:: Passage provided ::
-- START --
For the Killing vector field ${\zeta }_1$, the potential (11) becomes

$$\begin{array}{lll}{U}_{{\zeta }_1}& =& -2\kappa cos\theta cot\theta cos\varphi e^0\wedge e^1+2\kappa \sqrt{1-k{r}^2}cos\theta cos\varphi e^0\wedge e^2\hfill \\ & & -2\kappa \sqrt{1-k{r}^2}sin\varphi e^0\wedge e^3+2\kappa \left(\frac{da}{dt}\right)rcos\theta cos\varphi e^1\wedge e^2\hfill \\ & & -2\kappa \left(\frac{da}{dt}\right)rsin\varphi e^1\wedge e^3,\hfill \end{array}$$

(183)

and therefore

$$\begin{array}{lll}{J}_{{\zeta }_1}& =& d{U}_{{\zeta }_1}\hfill \\ & =& \frac{2\kappa }{ra}cos\varphi \hfill \\ & & \times \left[cot\theta csc\theta +2k{r}^{2}cos\theta +2r^2{\left(\frac{da}{dt}\right)}^{2}cos\theta +r^{2}a\left(\frac{d^{2}a}{d{t}^2}\right)cos\theta \right]e^0\wedge e^1\wedge e^2\hfill \\ & & -\frac{2\kappa }{ra}sin\varphi \left[-1-{cot}^2\theta +2k{r}^2+2r^2{\left(\frac{da}{dt}\right)}^2+r^{2}a\frac{d^{2}a}{d{t}^2}\right]e^0\wedge e^1\wedge e^3.\hfill \end{array}$$

(184)
-- END --
Stored records
-- START --
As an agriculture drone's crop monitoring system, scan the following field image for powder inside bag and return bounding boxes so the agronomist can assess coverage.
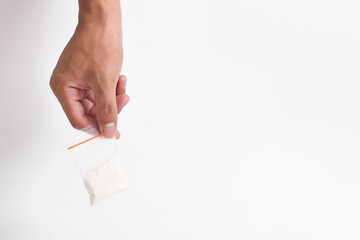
[84,155,130,206]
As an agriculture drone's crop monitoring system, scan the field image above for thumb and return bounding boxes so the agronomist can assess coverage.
[94,87,118,138]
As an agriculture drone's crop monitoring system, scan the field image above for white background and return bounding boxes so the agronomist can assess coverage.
[0,0,360,240]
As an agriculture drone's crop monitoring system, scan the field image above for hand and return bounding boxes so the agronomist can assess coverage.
[50,0,129,138]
-- END --
:: Written tasks ::
1. Give as a numbered list, with blank lines left out, every line of the stored rows from the one containing "above for hand" down to the end of the rows.
2. Write what comes next in the derivation of the potential and current for the first Killing vector field, picking up after its last line.

:: Task answers ::
1.
1. As an agriculture drone's crop monitoring system, scan the field image above for hand and return bounding boxes so the agronomist can assess coverage.
2. [50,0,129,138]

2.
(v)

For the Killing vector field ${\zeta }_2$, the potential (11) acquires the form

$$\begin{array}{lll}{U}_{{\zeta }_2}& =& 2\kappa cos\theta cot\theta sin\varphi e^0\wedge e^1-2\kappa \sqrt{1-k{r}^2}cos\theta sin\varphi e^0\wedge e^2\hfill \\ & & -2\kappa \sqrt{1-k{r}^2}cos\varphi e^0\wedge e^3-2\kappa \left(\frac{da}{dt}\right)rcos\theta sin\varphi e^1\wedge e^2\hfill \\ & & -2\kappa \left(\frac{da}{dt}\right)rcos\varphi e^1\wedge e^3,\hfill \end{array}$$

(185)

and therefore

$$\begin{array}{lll}{J}_{{\zeta }_2}& =& d{U}_{{\zeta }_2}\hfill \\ & =& -\frac{2\kappa }{ra}sin\varphi \hfill \\ & & \times \left[cot\theta csc\theta +2k{r}^{2}cos\theta +2r^2{\left(\frac{da}{dt}\right)}^{2}cos\theta +r^{2}a\left(\frac{d^{2}a}{d{t}^2}\right)cos\theta \right]e^0\wedge e^1\wedge e^2\hfill \\ & & -\frac{2\kappa }{ra}cos\varphi \left[-1-{cot}^2\theta +2k{r}^2+2r^2{\left(\frac{da}{dt}\right)}^2+r^{2}a\frac{d^{2}a}{d{t}^2}\right]e^0\wedge e^1\wedge e^3.\hfill \end{array}$$

(186)

(vi)

For the Killing vector field ${\zeta }_3$, the potential (11) becomes

$$U_{{\zeta }_3}=-2\kappa cos\theta e^0\wedge e^1+2\kappa \sqrt{1-k{r}^2}sin\theta e^0\wedge e^2+2\kappa \left(\frac{da}{dt}\right)rsin\theta e^1\wedge e^2,$$

(187)

and therefore

$$\begin{array}{lll}{J}_{{\zeta }_3}& =& d{U}_{{\zeta }_3}\hfill \\ & =& 2\kappa \frac{r}{a}sin\theta \left[2k+2{\left(\frac{da}{dt}\right)}^2+a\frac{d^{2}a}{d{t}^2}\right]e^0\wedge e^1\wedge e^2.\hfill \end{array}$$

(188)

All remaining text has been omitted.